→ **TASK REQUIREMENTS**
Across the entries below, tally every line that holds the string "stripe" and reply with the number only.

── RECORDS

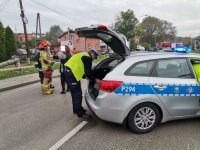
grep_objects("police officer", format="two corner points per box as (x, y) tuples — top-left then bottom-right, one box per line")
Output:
(191, 60), (200, 84)
(64, 49), (100, 119)
(58, 45), (72, 94)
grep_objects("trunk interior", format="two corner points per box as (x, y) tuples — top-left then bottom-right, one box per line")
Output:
(88, 54), (125, 100)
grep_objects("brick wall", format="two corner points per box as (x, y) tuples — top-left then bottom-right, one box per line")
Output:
(58, 32), (100, 52)
(17, 33), (34, 42)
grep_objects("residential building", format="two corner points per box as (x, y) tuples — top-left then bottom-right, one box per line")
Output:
(16, 33), (34, 42)
(16, 33), (45, 43)
(194, 36), (200, 50)
(57, 30), (100, 53)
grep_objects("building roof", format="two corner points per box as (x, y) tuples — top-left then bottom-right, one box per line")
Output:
(58, 30), (75, 38)
(194, 36), (200, 40)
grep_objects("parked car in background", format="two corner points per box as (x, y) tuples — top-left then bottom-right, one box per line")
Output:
(136, 45), (145, 51)
(30, 48), (39, 55)
(148, 47), (160, 51)
(16, 49), (27, 55)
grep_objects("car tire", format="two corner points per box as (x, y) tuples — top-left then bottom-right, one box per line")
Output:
(128, 103), (160, 134)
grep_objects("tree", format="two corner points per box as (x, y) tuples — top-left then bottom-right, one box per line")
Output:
(28, 38), (36, 49)
(16, 41), (22, 49)
(5, 26), (16, 60)
(159, 20), (177, 42)
(135, 24), (144, 37)
(141, 16), (162, 47)
(129, 38), (137, 50)
(111, 9), (138, 40)
(0, 21), (5, 62)
(45, 25), (63, 47)
(141, 16), (177, 46)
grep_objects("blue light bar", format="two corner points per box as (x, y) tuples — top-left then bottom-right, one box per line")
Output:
(175, 46), (192, 53)
(187, 47), (192, 52)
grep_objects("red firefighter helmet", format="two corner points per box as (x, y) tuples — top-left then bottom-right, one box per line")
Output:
(38, 40), (51, 49)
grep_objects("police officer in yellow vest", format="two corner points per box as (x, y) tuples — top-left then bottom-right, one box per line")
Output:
(64, 49), (100, 119)
(191, 59), (200, 84)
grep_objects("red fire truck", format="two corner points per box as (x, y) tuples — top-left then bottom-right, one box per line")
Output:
(158, 42), (183, 50)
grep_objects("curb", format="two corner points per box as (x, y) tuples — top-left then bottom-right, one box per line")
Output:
(0, 75), (60, 93)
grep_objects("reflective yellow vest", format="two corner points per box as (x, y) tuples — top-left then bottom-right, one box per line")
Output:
(40, 51), (53, 71)
(193, 64), (200, 84)
(65, 52), (90, 81)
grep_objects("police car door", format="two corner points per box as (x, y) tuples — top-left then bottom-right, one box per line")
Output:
(149, 58), (200, 116)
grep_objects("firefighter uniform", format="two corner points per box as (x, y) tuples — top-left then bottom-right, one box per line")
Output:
(40, 50), (54, 94)
(38, 40), (54, 94)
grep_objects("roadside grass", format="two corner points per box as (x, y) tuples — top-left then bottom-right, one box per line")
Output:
(0, 55), (107, 80)
(1, 62), (35, 69)
(0, 55), (108, 80)
(193, 49), (200, 53)
(0, 63), (60, 80)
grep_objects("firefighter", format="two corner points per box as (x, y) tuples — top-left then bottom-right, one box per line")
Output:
(38, 40), (55, 94)
(64, 49), (100, 119)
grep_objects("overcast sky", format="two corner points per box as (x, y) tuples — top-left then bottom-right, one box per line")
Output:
(0, 0), (199, 37)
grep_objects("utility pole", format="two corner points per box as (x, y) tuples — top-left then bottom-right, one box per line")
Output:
(35, 13), (42, 48)
(19, 0), (30, 64)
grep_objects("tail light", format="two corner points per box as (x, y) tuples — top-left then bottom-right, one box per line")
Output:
(99, 80), (123, 93)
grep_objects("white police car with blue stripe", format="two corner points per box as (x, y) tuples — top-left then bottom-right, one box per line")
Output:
(76, 24), (200, 133)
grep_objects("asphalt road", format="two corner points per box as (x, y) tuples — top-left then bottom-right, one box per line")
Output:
(0, 78), (200, 150)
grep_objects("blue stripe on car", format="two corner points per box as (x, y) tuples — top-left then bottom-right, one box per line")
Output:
(114, 83), (200, 96)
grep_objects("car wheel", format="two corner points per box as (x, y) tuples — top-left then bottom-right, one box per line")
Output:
(128, 103), (160, 134)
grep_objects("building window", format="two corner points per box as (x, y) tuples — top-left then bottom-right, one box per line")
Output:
(70, 35), (74, 40)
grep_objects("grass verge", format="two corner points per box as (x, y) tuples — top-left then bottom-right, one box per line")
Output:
(0, 63), (60, 80)
(0, 54), (107, 80)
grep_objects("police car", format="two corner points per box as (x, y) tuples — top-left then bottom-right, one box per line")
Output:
(75, 25), (200, 134)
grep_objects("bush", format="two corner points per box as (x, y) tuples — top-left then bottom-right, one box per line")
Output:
(5, 26), (16, 60)
(0, 21), (5, 62)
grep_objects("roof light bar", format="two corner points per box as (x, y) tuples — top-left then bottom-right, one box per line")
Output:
(90, 24), (108, 30)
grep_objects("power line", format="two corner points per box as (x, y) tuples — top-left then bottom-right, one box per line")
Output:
(0, 10), (70, 27)
(0, 0), (74, 29)
(31, 0), (70, 21)
(0, 10), (69, 33)
(0, 0), (7, 8)
(0, 0), (11, 10)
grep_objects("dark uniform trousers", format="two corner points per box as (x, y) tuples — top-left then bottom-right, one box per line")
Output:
(60, 72), (66, 92)
(65, 67), (85, 116)
(39, 71), (44, 84)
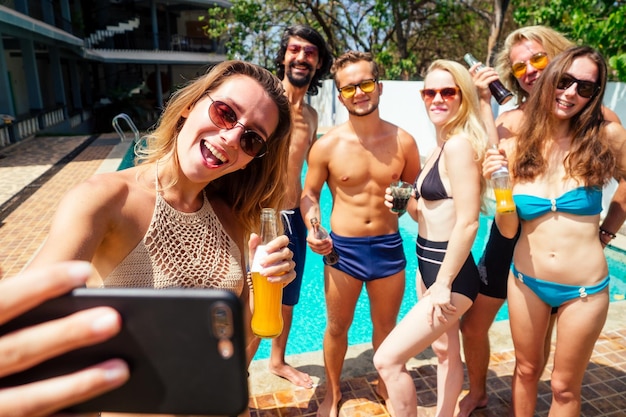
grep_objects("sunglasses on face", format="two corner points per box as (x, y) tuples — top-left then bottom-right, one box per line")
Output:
(556, 74), (599, 99)
(286, 44), (318, 58)
(420, 87), (460, 101)
(337, 79), (377, 99)
(206, 95), (267, 158)
(511, 52), (549, 78)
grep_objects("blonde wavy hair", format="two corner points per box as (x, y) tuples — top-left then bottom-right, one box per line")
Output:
(426, 59), (489, 208)
(136, 60), (292, 235)
(495, 25), (574, 106)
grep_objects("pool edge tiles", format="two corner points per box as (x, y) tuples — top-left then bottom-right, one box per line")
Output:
(247, 300), (626, 397)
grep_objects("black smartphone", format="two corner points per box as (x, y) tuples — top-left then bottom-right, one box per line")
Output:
(0, 287), (248, 416)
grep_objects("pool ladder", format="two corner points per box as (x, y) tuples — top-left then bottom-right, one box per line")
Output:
(112, 113), (140, 143)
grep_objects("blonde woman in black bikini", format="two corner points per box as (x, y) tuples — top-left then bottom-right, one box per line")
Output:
(374, 60), (488, 417)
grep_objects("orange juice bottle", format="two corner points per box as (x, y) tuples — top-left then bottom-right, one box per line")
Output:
(250, 208), (283, 338)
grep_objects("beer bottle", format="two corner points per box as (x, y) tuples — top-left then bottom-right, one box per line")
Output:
(463, 53), (513, 105)
(310, 217), (340, 265)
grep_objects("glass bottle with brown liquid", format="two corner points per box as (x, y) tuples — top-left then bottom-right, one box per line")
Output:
(463, 53), (514, 105)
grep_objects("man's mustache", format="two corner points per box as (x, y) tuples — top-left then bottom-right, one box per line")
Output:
(290, 61), (314, 71)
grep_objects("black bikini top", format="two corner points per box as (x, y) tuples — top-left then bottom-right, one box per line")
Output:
(415, 146), (452, 201)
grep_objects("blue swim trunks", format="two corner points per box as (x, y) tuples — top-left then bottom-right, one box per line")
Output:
(280, 208), (307, 306)
(329, 232), (406, 281)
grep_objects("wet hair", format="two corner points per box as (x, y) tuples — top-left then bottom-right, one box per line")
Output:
(275, 24), (333, 96)
(424, 59), (489, 208)
(495, 25), (574, 105)
(514, 46), (615, 186)
(330, 50), (380, 87)
(137, 60), (292, 234)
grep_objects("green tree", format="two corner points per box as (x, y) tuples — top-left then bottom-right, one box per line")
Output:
(512, 0), (626, 80)
(200, 0), (508, 80)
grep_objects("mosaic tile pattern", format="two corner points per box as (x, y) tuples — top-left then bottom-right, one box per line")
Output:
(249, 330), (626, 416)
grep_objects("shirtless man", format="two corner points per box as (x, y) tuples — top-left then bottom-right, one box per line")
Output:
(269, 25), (333, 388)
(301, 51), (421, 417)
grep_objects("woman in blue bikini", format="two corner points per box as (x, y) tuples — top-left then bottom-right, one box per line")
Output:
(484, 46), (626, 417)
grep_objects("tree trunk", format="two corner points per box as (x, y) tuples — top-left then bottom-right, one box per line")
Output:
(486, 0), (510, 66)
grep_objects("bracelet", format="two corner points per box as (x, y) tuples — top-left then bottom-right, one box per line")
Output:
(599, 227), (617, 240)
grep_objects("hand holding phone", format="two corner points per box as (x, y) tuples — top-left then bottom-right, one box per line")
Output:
(0, 286), (248, 416)
(0, 262), (130, 417)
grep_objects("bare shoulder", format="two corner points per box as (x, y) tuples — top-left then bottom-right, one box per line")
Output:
(60, 168), (139, 217)
(392, 123), (416, 142)
(445, 133), (474, 152)
(605, 121), (626, 149)
(444, 134), (480, 173)
(495, 107), (523, 140)
(496, 107), (523, 123)
(605, 120), (626, 136)
(312, 124), (344, 148)
(303, 102), (319, 120)
(602, 106), (622, 125)
(391, 123), (419, 152)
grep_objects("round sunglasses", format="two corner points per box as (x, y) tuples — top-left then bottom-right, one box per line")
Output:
(286, 43), (318, 59)
(511, 52), (549, 78)
(556, 74), (599, 99)
(206, 95), (267, 158)
(420, 87), (460, 101)
(337, 79), (377, 99)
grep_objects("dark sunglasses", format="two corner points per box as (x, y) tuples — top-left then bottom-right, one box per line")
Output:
(206, 95), (267, 158)
(511, 52), (549, 78)
(338, 79), (377, 99)
(420, 87), (460, 101)
(286, 44), (318, 58)
(556, 74), (599, 99)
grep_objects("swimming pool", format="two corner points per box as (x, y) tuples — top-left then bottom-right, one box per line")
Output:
(116, 144), (626, 360)
(252, 182), (626, 360)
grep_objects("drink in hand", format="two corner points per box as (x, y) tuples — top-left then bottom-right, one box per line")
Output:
(491, 167), (516, 213)
(250, 208), (283, 338)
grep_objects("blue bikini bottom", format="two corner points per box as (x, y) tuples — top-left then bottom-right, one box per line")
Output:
(511, 265), (609, 308)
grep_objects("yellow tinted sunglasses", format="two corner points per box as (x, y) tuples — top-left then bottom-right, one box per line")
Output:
(338, 79), (377, 99)
(511, 52), (549, 78)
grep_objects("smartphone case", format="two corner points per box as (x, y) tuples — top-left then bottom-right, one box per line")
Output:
(0, 287), (248, 416)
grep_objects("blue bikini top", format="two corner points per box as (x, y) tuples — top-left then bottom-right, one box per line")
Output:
(513, 186), (602, 221)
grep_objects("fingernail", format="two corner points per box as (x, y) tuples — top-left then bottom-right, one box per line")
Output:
(91, 311), (120, 333)
(67, 262), (92, 285)
(102, 359), (129, 382)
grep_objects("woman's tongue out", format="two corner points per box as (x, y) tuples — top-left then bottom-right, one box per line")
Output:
(201, 140), (228, 166)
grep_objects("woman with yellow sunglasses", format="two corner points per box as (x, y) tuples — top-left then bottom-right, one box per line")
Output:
(457, 26), (625, 417)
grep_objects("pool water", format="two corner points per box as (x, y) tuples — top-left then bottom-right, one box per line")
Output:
(252, 184), (626, 360)
(117, 144), (626, 361)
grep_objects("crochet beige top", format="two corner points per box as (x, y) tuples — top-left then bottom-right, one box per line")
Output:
(104, 191), (244, 295)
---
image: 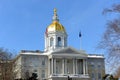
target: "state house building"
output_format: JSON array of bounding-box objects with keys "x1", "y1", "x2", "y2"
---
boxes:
[{"x1": 13, "y1": 9, "x2": 105, "y2": 80}]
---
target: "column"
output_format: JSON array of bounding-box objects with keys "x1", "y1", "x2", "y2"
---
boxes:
[
  {"x1": 54, "y1": 58, "x2": 56, "y2": 74},
  {"x1": 83, "y1": 59, "x2": 86, "y2": 75},
  {"x1": 62, "y1": 37, "x2": 64, "y2": 48},
  {"x1": 75, "y1": 59, "x2": 78, "y2": 74},
  {"x1": 49, "y1": 59, "x2": 51, "y2": 75},
  {"x1": 63, "y1": 37, "x2": 65, "y2": 47},
  {"x1": 62, "y1": 59, "x2": 65, "y2": 74},
  {"x1": 45, "y1": 36, "x2": 46, "y2": 49},
  {"x1": 73, "y1": 59, "x2": 75, "y2": 74},
  {"x1": 55, "y1": 36, "x2": 57, "y2": 48},
  {"x1": 54, "y1": 36, "x2": 57, "y2": 49},
  {"x1": 51, "y1": 58, "x2": 54, "y2": 74},
  {"x1": 65, "y1": 59, "x2": 67, "y2": 74},
  {"x1": 86, "y1": 59, "x2": 88, "y2": 74}
]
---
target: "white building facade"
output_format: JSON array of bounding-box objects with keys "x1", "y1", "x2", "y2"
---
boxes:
[{"x1": 13, "y1": 9, "x2": 105, "y2": 80}]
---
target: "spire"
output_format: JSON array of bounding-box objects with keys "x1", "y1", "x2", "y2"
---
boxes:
[{"x1": 52, "y1": 8, "x2": 59, "y2": 22}]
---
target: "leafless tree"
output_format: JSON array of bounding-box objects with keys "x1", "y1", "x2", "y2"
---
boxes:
[
  {"x1": 103, "y1": 4, "x2": 120, "y2": 14},
  {"x1": 0, "y1": 48, "x2": 15, "y2": 80},
  {"x1": 114, "y1": 67, "x2": 120, "y2": 78},
  {"x1": 98, "y1": 4, "x2": 120, "y2": 78}
]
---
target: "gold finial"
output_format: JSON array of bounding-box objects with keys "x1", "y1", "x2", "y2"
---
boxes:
[
  {"x1": 54, "y1": 8, "x2": 57, "y2": 12},
  {"x1": 53, "y1": 8, "x2": 59, "y2": 21},
  {"x1": 54, "y1": 8, "x2": 57, "y2": 14}
]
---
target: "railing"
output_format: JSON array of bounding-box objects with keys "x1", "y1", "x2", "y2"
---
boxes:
[{"x1": 49, "y1": 74, "x2": 89, "y2": 78}]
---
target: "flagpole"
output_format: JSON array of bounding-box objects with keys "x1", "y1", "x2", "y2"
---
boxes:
[
  {"x1": 80, "y1": 36, "x2": 82, "y2": 50},
  {"x1": 79, "y1": 31, "x2": 82, "y2": 50}
]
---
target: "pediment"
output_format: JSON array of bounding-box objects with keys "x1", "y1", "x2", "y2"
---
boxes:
[{"x1": 50, "y1": 47, "x2": 88, "y2": 57}]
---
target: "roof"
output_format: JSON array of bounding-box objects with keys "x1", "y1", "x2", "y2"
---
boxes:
[
  {"x1": 47, "y1": 47, "x2": 88, "y2": 58},
  {"x1": 88, "y1": 54, "x2": 104, "y2": 58}
]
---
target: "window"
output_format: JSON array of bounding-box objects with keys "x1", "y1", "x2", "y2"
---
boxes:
[
  {"x1": 50, "y1": 37, "x2": 53, "y2": 47},
  {"x1": 25, "y1": 70, "x2": 29, "y2": 79},
  {"x1": 42, "y1": 58, "x2": 45, "y2": 66},
  {"x1": 98, "y1": 73, "x2": 101, "y2": 79},
  {"x1": 56, "y1": 66, "x2": 58, "y2": 74},
  {"x1": 98, "y1": 65, "x2": 101, "y2": 68},
  {"x1": 41, "y1": 70, "x2": 45, "y2": 78},
  {"x1": 92, "y1": 73, "x2": 95, "y2": 80},
  {"x1": 58, "y1": 37, "x2": 62, "y2": 46},
  {"x1": 92, "y1": 73, "x2": 94, "y2": 78},
  {"x1": 67, "y1": 60, "x2": 70, "y2": 74},
  {"x1": 91, "y1": 65, "x2": 95, "y2": 68}
]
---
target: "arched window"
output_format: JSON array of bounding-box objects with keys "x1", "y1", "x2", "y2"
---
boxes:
[
  {"x1": 50, "y1": 37, "x2": 53, "y2": 47},
  {"x1": 58, "y1": 37, "x2": 62, "y2": 47}
]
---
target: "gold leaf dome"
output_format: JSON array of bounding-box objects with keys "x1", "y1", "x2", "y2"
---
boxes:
[
  {"x1": 47, "y1": 21, "x2": 65, "y2": 32},
  {"x1": 46, "y1": 8, "x2": 66, "y2": 33}
]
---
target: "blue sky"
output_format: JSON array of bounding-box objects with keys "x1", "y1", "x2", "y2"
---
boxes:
[{"x1": 0, "y1": 0, "x2": 120, "y2": 54}]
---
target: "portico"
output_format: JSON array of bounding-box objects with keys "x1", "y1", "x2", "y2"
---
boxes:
[
  {"x1": 49, "y1": 58, "x2": 88, "y2": 75},
  {"x1": 47, "y1": 47, "x2": 89, "y2": 80}
]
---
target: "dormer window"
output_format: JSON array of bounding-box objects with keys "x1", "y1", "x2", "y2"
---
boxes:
[{"x1": 58, "y1": 37, "x2": 62, "y2": 47}]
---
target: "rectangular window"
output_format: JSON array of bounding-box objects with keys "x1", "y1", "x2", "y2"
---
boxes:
[
  {"x1": 92, "y1": 73, "x2": 94, "y2": 78},
  {"x1": 98, "y1": 65, "x2": 101, "y2": 68},
  {"x1": 98, "y1": 73, "x2": 101, "y2": 79},
  {"x1": 56, "y1": 66, "x2": 58, "y2": 74},
  {"x1": 91, "y1": 65, "x2": 95, "y2": 68},
  {"x1": 92, "y1": 73, "x2": 95, "y2": 80},
  {"x1": 42, "y1": 58, "x2": 45, "y2": 66},
  {"x1": 41, "y1": 70, "x2": 45, "y2": 78}
]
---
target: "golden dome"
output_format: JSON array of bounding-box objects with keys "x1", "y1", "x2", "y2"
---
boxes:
[
  {"x1": 47, "y1": 21, "x2": 65, "y2": 32},
  {"x1": 46, "y1": 8, "x2": 66, "y2": 33}
]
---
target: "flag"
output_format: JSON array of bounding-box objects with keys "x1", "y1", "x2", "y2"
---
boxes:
[{"x1": 79, "y1": 31, "x2": 82, "y2": 37}]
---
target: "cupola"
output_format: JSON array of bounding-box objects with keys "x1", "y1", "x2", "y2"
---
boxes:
[
  {"x1": 46, "y1": 8, "x2": 66, "y2": 33},
  {"x1": 44, "y1": 9, "x2": 67, "y2": 52}
]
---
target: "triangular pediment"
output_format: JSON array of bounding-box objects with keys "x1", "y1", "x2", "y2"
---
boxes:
[{"x1": 50, "y1": 47, "x2": 88, "y2": 57}]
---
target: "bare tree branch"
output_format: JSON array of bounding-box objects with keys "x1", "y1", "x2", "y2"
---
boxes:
[
  {"x1": 99, "y1": 4, "x2": 120, "y2": 78},
  {"x1": 0, "y1": 48, "x2": 15, "y2": 80},
  {"x1": 103, "y1": 4, "x2": 120, "y2": 14}
]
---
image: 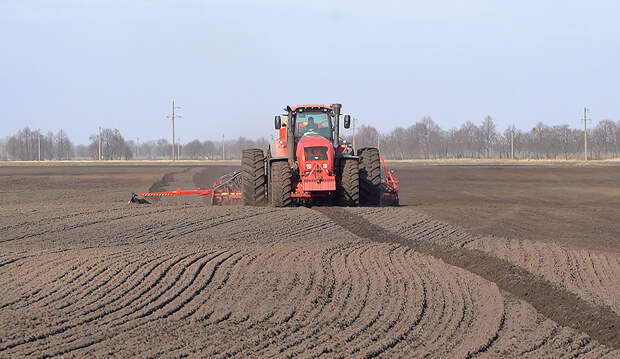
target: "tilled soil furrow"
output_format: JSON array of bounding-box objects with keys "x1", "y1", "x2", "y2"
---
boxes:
[
  {"x1": 317, "y1": 207, "x2": 620, "y2": 349},
  {"x1": 0, "y1": 206, "x2": 203, "y2": 245},
  {"x1": 3, "y1": 164, "x2": 619, "y2": 357}
]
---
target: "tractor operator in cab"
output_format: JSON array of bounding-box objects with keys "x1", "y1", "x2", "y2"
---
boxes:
[{"x1": 304, "y1": 117, "x2": 319, "y2": 134}]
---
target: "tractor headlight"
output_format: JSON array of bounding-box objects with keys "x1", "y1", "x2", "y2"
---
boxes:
[
  {"x1": 322, "y1": 163, "x2": 328, "y2": 169},
  {"x1": 306, "y1": 163, "x2": 312, "y2": 170}
]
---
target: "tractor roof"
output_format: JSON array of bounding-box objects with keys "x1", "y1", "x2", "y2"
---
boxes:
[{"x1": 289, "y1": 104, "x2": 331, "y2": 112}]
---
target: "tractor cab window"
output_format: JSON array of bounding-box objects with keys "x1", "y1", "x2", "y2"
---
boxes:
[{"x1": 295, "y1": 112, "x2": 332, "y2": 141}]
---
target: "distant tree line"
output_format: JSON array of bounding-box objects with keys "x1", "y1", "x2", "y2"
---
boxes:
[
  {"x1": 2, "y1": 128, "x2": 75, "y2": 161},
  {"x1": 3, "y1": 117, "x2": 619, "y2": 161},
  {"x1": 1, "y1": 127, "x2": 269, "y2": 160},
  {"x1": 349, "y1": 116, "x2": 620, "y2": 160}
]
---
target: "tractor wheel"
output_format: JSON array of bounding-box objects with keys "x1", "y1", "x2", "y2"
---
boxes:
[
  {"x1": 241, "y1": 149, "x2": 266, "y2": 206},
  {"x1": 358, "y1": 147, "x2": 381, "y2": 206},
  {"x1": 270, "y1": 160, "x2": 293, "y2": 207},
  {"x1": 336, "y1": 158, "x2": 359, "y2": 206}
]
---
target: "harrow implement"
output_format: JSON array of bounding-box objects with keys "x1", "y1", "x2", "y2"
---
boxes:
[
  {"x1": 380, "y1": 156, "x2": 399, "y2": 206},
  {"x1": 129, "y1": 170, "x2": 242, "y2": 205},
  {"x1": 129, "y1": 160, "x2": 399, "y2": 206}
]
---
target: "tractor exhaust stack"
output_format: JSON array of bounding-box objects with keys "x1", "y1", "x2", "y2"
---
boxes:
[{"x1": 331, "y1": 103, "x2": 341, "y2": 148}]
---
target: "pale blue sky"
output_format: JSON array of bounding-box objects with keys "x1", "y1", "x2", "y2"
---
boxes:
[{"x1": 1, "y1": 0, "x2": 618, "y2": 144}]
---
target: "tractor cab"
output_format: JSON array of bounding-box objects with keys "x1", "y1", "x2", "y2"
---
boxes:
[
  {"x1": 274, "y1": 104, "x2": 351, "y2": 151},
  {"x1": 294, "y1": 109, "x2": 333, "y2": 142}
]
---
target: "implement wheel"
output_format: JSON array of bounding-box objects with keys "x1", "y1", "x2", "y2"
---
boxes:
[
  {"x1": 358, "y1": 147, "x2": 381, "y2": 206},
  {"x1": 241, "y1": 149, "x2": 266, "y2": 206}
]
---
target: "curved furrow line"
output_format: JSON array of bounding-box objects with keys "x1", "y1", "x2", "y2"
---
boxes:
[
  {"x1": 54, "y1": 255, "x2": 142, "y2": 311},
  {"x1": 181, "y1": 246, "x2": 283, "y2": 324},
  {"x1": 16, "y1": 254, "x2": 191, "y2": 355},
  {"x1": 258, "y1": 244, "x2": 353, "y2": 358},
  {"x1": 280, "y1": 244, "x2": 368, "y2": 358},
  {"x1": 83, "y1": 252, "x2": 218, "y2": 329},
  {"x1": 271, "y1": 244, "x2": 380, "y2": 358},
  {"x1": 382, "y1": 248, "x2": 449, "y2": 357},
  {"x1": 0, "y1": 255, "x2": 75, "y2": 309},
  {"x1": 14, "y1": 258, "x2": 93, "y2": 309},
  {"x1": 92, "y1": 253, "x2": 202, "y2": 326},
  {"x1": 66, "y1": 255, "x2": 164, "y2": 315},
  {"x1": 302, "y1": 246, "x2": 368, "y2": 359},
  {"x1": 343, "y1": 245, "x2": 403, "y2": 356},
  {"x1": 43, "y1": 264, "x2": 110, "y2": 309},
  {"x1": 39, "y1": 252, "x2": 129, "y2": 310},
  {"x1": 131, "y1": 253, "x2": 251, "y2": 359},
  {"x1": 420, "y1": 270, "x2": 472, "y2": 356},
  {"x1": 236, "y1": 246, "x2": 333, "y2": 356},
  {"x1": 350, "y1": 245, "x2": 406, "y2": 354},
  {"x1": 413, "y1": 257, "x2": 457, "y2": 355},
  {"x1": 144, "y1": 251, "x2": 238, "y2": 321},
  {"x1": 0, "y1": 254, "x2": 184, "y2": 354},
  {"x1": 464, "y1": 308, "x2": 506, "y2": 358},
  {"x1": 341, "y1": 247, "x2": 382, "y2": 347},
  {"x1": 350, "y1": 247, "x2": 424, "y2": 357},
  {"x1": 153, "y1": 254, "x2": 256, "y2": 359},
  {"x1": 37, "y1": 252, "x2": 239, "y2": 359},
  {"x1": 135, "y1": 251, "x2": 270, "y2": 358},
  {"x1": 301, "y1": 245, "x2": 398, "y2": 358}
]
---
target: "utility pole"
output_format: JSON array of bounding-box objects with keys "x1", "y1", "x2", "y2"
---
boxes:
[
  {"x1": 583, "y1": 107, "x2": 590, "y2": 161},
  {"x1": 222, "y1": 134, "x2": 225, "y2": 160},
  {"x1": 38, "y1": 130, "x2": 41, "y2": 161},
  {"x1": 168, "y1": 100, "x2": 182, "y2": 162},
  {"x1": 98, "y1": 127, "x2": 102, "y2": 160},
  {"x1": 172, "y1": 101, "x2": 176, "y2": 161}
]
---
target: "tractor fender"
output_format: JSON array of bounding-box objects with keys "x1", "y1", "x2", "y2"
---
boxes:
[{"x1": 269, "y1": 141, "x2": 287, "y2": 158}]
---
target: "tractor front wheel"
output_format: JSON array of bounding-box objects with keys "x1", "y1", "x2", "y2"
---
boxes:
[
  {"x1": 337, "y1": 158, "x2": 359, "y2": 206},
  {"x1": 241, "y1": 149, "x2": 266, "y2": 206},
  {"x1": 270, "y1": 160, "x2": 293, "y2": 207}
]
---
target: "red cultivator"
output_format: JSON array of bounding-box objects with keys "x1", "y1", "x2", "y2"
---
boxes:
[
  {"x1": 129, "y1": 170, "x2": 242, "y2": 205},
  {"x1": 380, "y1": 156, "x2": 399, "y2": 206}
]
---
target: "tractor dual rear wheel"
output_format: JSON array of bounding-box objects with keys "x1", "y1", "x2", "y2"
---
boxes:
[
  {"x1": 337, "y1": 158, "x2": 359, "y2": 206},
  {"x1": 358, "y1": 147, "x2": 381, "y2": 206},
  {"x1": 241, "y1": 149, "x2": 266, "y2": 206},
  {"x1": 270, "y1": 160, "x2": 293, "y2": 207}
]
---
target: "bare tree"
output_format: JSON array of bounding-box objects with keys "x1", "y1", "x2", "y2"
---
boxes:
[
  {"x1": 480, "y1": 116, "x2": 497, "y2": 158},
  {"x1": 88, "y1": 128, "x2": 132, "y2": 160}
]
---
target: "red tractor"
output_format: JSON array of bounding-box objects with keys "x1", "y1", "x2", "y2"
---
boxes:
[{"x1": 241, "y1": 103, "x2": 394, "y2": 207}]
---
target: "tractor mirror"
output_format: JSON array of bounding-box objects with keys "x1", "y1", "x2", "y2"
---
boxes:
[
  {"x1": 343, "y1": 115, "x2": 351, "y2": 129},
  {"x1": 275, "y1": 115, "x2": 281, "y2": 129}
]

────

→ **EXERCISE RESULT**
2